• _What the task asks_
Quote the passage from the Linux file processing lesson below, starting with "join - assuming" and going on through "of its use.)".

• _Text block_
=====
Chapter 5, Advance File Processing

ITS 2310 - Linux I

Chapter 5, Advanced File Processing

Objectives:

This lesson discusses more operations you can perform on files from a command line in UNIX and Linux. Objectives important to this lesson:

Using the pipe operator

Using grep to search files

Using uniq to remove duplicate lines

Using comm and diff to compare files

Using the wc command to count characters, words, and lines

sed, tr, and pr

Concepts:

This chapter sets a long list of objectives, but it is another short one, so take heart about that. The chapter begins with a review of some commands and a quick summary of others.
On pages 214 and 215, the text gives us two tables that organize several commands we know and several new ones into two groups:

Selection commands are commands that extract information from files.

comm - compares files, shows differences

cut - selects columns of data

diff - compares files, selects differences

grep - searches for data, selects lines or rows where it is found

head - selects and shows lines from the beginning of a file

tail - selects and shows lines from the end of a file

uniq - selects unique lines (rows) in a file

wc - counts characters, words, or lines

Manipulation and transformation commands do something with or to data or files.

awk - starts an instance of awk, which allows you to use awk commands to manipulate data (yes, it's a language)

cat - creates, combines, and/or displays files

chmod - changes a file's security mode, which means it is used to grant or remove rights to a file

join - assuming files contain tables of data, this combines those tables into one table, like doing a SELECT command in Oracle

paste - takes columnar data from two files and creates a table containing those columns in a new file

pr - prints selected files

sed - performs edits on data in files

sort - places data in a specified order

tr - tr means translate; this is used to substitute one character for another character, or to remove characters from a body of data
(The text is not clear about why this is useful. Read this web page about the command for a better explanation of its use.)

The text explains the pipe operator (|) again, telling us it is another redirection operator. The explanation on page 215 is correct. If you put a pipe on the command line between two commands, the first command will be executed and its output will be sent (piped) to the second command as input. The generic form is like this:
command | other_command
This would allow the first command to run normally, but take its output and hand it to the other command as input. The text offers an example. It proposes asking for a listing of a large directory, but piping the output through the more command to enable the user to view the results one screen at a time. In the second example, on page 216, the text suggests asking for a large listing, piping to a sort command, then piping to more. We should not assume that all pipes lead to more. It is just an easy example.

Regarding other commands we have already discussed, the cut command can be viewed as a way of displaying only a part of the information found in some file. Its syntax reflects the fact that, like most UNIX commands, it looks at a file one line at a time. The command
cut -c8 filename
would return the 8th character from every line in the file called filename.This is not very interesting unless you know that a file was encrypted by a third grader.
=====
• _Material provided_
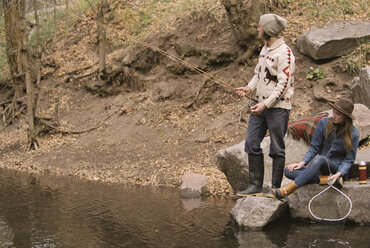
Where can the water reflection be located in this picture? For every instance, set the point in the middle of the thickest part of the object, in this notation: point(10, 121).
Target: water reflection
point(60, 212)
=====
• _Exercise solution_
join - assuming files contain tables of data, this combines those tables into one table, like doing a SELECT command in Oracle

paste - takes columnar data from two files and creates a table containing those columns in a new file

pr - prints selected files

sed - performs edits on data in files

sort - places data in a specified order

tr - tr means translate; this is used to substitute one character for another character, or to remove characters from a body of data
(The text is not clear about why this is useful. Read this web page about the command for a better explanation of its use.)